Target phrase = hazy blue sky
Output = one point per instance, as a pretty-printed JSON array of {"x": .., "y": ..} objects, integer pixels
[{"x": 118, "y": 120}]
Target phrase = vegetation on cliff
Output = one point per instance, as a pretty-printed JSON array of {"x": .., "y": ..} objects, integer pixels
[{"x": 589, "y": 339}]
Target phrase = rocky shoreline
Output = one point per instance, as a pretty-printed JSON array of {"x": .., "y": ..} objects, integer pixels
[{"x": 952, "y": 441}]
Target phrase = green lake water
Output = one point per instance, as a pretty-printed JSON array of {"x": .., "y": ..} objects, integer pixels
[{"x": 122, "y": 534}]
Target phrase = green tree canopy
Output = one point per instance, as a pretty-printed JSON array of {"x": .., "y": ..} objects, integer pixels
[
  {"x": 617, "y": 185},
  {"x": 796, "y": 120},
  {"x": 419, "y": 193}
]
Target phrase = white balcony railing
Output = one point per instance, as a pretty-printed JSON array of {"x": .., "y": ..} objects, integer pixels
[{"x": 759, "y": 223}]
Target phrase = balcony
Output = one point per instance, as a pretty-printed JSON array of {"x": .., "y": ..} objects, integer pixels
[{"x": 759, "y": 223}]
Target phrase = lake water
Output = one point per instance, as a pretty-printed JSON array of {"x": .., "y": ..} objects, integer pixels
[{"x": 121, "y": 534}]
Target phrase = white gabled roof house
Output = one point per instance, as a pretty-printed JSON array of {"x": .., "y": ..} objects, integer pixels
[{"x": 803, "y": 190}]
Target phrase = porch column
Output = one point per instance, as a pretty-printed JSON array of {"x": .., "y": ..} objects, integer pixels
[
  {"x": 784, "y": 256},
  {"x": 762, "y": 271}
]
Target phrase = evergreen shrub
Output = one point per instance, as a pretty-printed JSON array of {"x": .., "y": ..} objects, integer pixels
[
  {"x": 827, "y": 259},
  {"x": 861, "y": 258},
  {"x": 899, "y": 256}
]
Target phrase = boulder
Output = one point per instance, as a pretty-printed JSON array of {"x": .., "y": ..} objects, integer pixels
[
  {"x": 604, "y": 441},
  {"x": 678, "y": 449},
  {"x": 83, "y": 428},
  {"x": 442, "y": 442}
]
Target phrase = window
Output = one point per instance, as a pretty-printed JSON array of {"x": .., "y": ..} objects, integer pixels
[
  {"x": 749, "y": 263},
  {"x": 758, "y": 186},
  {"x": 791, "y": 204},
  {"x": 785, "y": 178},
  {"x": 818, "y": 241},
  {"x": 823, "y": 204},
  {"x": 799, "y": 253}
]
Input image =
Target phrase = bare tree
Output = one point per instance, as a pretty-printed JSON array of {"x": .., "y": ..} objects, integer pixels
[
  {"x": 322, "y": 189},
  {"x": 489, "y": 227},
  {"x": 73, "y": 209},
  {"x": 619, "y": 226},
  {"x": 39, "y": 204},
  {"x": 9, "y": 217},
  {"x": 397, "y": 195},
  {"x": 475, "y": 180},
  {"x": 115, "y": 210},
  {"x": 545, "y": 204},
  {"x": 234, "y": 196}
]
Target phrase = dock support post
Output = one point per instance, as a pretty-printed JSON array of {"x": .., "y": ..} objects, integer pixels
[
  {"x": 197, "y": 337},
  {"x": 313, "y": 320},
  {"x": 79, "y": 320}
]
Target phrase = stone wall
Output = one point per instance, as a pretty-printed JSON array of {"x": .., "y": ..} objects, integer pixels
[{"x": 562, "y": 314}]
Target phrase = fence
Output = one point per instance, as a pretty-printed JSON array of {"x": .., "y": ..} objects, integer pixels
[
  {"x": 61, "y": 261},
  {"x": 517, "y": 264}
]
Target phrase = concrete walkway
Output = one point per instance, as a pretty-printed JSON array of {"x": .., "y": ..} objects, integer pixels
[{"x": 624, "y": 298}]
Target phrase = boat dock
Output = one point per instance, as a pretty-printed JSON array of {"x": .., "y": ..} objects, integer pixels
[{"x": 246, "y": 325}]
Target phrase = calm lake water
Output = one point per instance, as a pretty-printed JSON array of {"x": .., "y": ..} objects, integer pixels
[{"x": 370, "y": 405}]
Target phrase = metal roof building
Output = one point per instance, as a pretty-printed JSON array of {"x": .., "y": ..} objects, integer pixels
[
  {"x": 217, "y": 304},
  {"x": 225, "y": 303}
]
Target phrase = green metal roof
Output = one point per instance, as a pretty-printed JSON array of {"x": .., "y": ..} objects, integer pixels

+-------+

> [Required task]
Can you write out again only the lines from the one containing "Target phrase = metal roof building" through the end of the records, requests included, with every x and y coordinate in the answers adjusted by -16?

> [Answer for this exercise]
Target phrase = metal roof building
Output = one point per instance, as a pretty-printed JSON array of {"x": .., "y": ..} objects, integer pixels
[
  {"x": 201, "y": 288},
  {"x": 209, "y": 287}
]
Target phrase = green metal roof
Output = one point per instance, as a pretty-printed JSON array of {"x": .., "y": ..} objects, integer pixels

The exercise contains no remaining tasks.